Some records:
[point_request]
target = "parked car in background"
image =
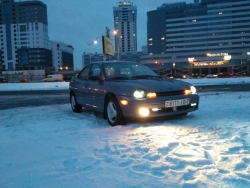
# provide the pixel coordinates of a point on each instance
(121, 89)
(54, 78)
(224, 75)
(3, 80)
(25, 80)
(211, 76)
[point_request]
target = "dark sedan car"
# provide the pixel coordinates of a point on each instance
(225, 75)
(3, 80)
(121, 89)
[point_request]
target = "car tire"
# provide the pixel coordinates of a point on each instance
(183, 114)
(74, 105)
(114, 112)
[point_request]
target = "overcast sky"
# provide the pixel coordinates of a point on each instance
(75, 22)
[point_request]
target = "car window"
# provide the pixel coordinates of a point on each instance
(94, 73)
(126, 70)
(83, 75)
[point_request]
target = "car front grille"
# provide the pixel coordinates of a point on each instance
(170, 93)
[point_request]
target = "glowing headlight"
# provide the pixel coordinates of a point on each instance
(139, 94)
(193, 89)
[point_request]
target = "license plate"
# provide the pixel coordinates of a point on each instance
(180, 102)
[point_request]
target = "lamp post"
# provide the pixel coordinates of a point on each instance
(89, 44)
(117, 43)
(173, 65)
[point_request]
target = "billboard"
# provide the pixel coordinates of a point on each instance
(108, 46)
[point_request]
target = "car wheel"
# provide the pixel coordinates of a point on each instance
(114, 112)
(74, 105)
(183, 114)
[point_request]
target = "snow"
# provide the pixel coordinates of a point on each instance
(50, 146)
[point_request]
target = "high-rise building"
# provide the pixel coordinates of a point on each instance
(207, 36)
(125, 14)
(24, 40)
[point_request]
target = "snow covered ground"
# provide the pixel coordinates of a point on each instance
(50, 146)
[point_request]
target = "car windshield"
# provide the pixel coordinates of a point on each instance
(121, 71)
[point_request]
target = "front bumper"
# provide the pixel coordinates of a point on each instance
(132, 109)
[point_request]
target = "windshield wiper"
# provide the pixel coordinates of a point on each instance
(118, 78)
(145, 76)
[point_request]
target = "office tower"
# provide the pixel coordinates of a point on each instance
(125, 24)
(209, 36)
(24, 40)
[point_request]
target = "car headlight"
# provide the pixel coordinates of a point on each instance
(193, 89)
(139, 94)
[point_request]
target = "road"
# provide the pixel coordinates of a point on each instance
(14, 99)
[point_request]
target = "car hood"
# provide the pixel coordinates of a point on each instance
(154, 85)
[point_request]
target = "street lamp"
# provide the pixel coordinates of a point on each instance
(95, 42)
(173, 65)
(117, 42)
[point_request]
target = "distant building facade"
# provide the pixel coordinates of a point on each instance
(62, 56)
(125, 56)
(204, 37)
(24, 40)
(125, 23)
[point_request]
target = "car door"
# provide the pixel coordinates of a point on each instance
(96, 91)
(81, 86)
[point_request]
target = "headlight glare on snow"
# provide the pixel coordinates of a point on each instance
(193, 89)
(139, 94)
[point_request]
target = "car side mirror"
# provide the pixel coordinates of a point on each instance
(101, 79)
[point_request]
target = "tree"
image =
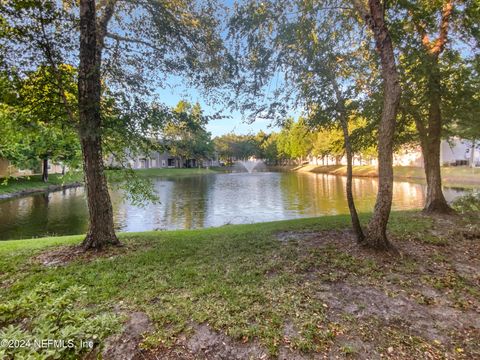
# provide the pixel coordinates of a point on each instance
(374, 17)
(312, 65)
(186, 136)
(37, 123)
(430, 35)
(161, 38)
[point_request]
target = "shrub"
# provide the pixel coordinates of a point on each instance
(50, 313)
(467, 203)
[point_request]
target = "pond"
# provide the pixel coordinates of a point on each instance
(205, 200)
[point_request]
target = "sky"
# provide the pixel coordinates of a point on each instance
(233, 121)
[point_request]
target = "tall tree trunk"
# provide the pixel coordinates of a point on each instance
(376, 236)
(435, 201)
(472, 155)
(101, 228)
(342, 113)
(45, 169)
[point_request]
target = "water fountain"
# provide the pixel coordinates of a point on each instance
(251, 164)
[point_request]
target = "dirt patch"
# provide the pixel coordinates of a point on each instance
(125, 346)
(63, 255)
(205, 343)
(424, 303)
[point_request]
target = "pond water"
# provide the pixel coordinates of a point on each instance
(205, 200)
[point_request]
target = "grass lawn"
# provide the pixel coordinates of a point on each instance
(34, 183)
(451, 176)
(285, 289)
(175, 172)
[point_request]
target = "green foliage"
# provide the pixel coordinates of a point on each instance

— SHORT EXERCISE —
Pictures are excluded; copy all other data exactly as shown.

— TASK RESPONSE —
[point_request]
target = "parked car in background"
image =
# provide the pixel coordinates of a point on each instance
(121, 89)
(54, 78)
(224, 75)
(3, 80)
(25, 80)
(211, 76)
[point_request]
target = "dark sedan car"
# provide the pixel coordinates of a point on each instance
(225, 75)
(3, 80)
(121, 89)
[point_request]
target = "car tire"
# provide the pixel coordinates of a point on each instance
(183, 114)
(74, 105)
(114, 112)
[point_request]
target = "overcast sky"
# provide the pixel coordinates of a point on each instance
(75, 22)
[point_request]
target = "car window"
# provide the pixel coordinates of a point on each instance
(94, 73)
(126, 70)
(83, 75)
[point_request]
target = "car front grille"
# provide the pixel coordinates of a point on each instance
(170, 93)
[point_request]
target = "glowing headlight"
# provide the pixel coordinates of a point on each instance
(139, 94)
(193, 89)
[point_request]
target = "license plate"
# provide the pixel coordinates of a point on each instance
(180, 102)
[point_request]
target = "lamp post"
# provide the pixel coordinates of a point on each instance
(89, 44)
(117, 43)
(173, 65)
[point_request]
target = "billboard"
# provide the pixel coordinates of a point on each instance
(108, 46)
[point_request]
target = "car wheel"
# provide the pixel coordinates of a point on each instance
(114, 112)
(74, 105)
(183, 114)
[point_request]
target = "snow"
# provide the pixel coordinates of a point on each instance
(50, 146)
[point_request]
target = "high-rise building"
# provide the pixel coordinates of a point on each instance
(207, 36)
(125, 14)
(24, 40)
[point_request]
target = "snow covered ground"
# provide the pixel coordinates of a point on each instance
(50, 146)
[point_request]
target = "car windshield"
# provide the pixel coordinates of a point on each instance
(121, 71)
[point_request]
target = "front bumper"
# provide the pixel coordinates of a point on each instance
(132, 109)
[point_request]
target = "windshield wiper"
# provide the pixel coordinates of a point on each instance
(118, 78)
(145, 76)
[point_request]
target = "office tower"
# provide the pixel coordinates of a point on each instance
(125, 24)
(209, 36)
(24, 40)
[point_request]
target = "car headlight"
# provide the pixel coordinates of a point on each instance
(193, 89)
(139, 94)
[point_request]
target = "road"
# provide the pixel coordinates of a point on each instance
(14, 99)
[point_request]
target = "car hood"
# provide the pixel coordinates of a point on each instance
(154, 85)
[point_request]
target = "street lamp"
# provide the pixel coordinates of a point on each instance
(95, 42)
(173, 65)
(117, 42)
[point_request]
target = "distant building facade"
# provide the pixel coordinates of a point on each instance
(62, 56)
(125, 56)
(204, 37)
(24, 40)
(125, 23)
[point_request]
target = "car door"
# provide the pixel coordinates of a point on each instance
(96, 91)
(81, 86)
[point_request]
target = "headlight glare on snow"
# provide the pixel coordinates of a point on each instance
(193, 89)
(139, 94)
[point_request]
target = "car side mirror"
# provide the pixel coordinates of a point on each instance
(101, 79)
[point_request]
target = "tree"
image =
# provide the pixel coordinates of a point on each instance
(374, 17)
(312, 65)
(186, 136)
(37, 123)
(430, 35)
(161, 38)
[point_request]
target = "shrub"
# provide the pixel coordinates of a point on each instance
(50, 313)
(467, 203)
[point_request]
target = "pond"
# provide the pixel coordinates of a point on each instance
(205, 200)
[point_request]
target = "sky"
# provide the pixel coordinates of a point on each instance
(233, 121)
[point_request]
target = "tall tree trunk"
# provide the pixel coordinates of a point on each instance
(376, 236)
(435, 201)
(472, 155)
(101, 228)
(342, 113)
(45, 169)
[point_request]
target = "water fountain"
# provide the pixel coordinates of a point on each instance
(251, 164)
[point_request]
target = "dirt patch"
# provide the pixel coordinates of a point on each instance
(125, 346)
(63, 255)
(205, 343)
(424, 303)
[point_request]
target = "pond water"
# provide the pixel coordinates of a point on each instance
(205, 200)
[point_request]
target = "grass lawn"
# provide the pixel coordinates of a point on each instance
(34, 183)
(451, 176)
(285, 289)
(175, 172)
[point_request]
target = "green foliage"
# provide the pixel coordinates of a point on each instance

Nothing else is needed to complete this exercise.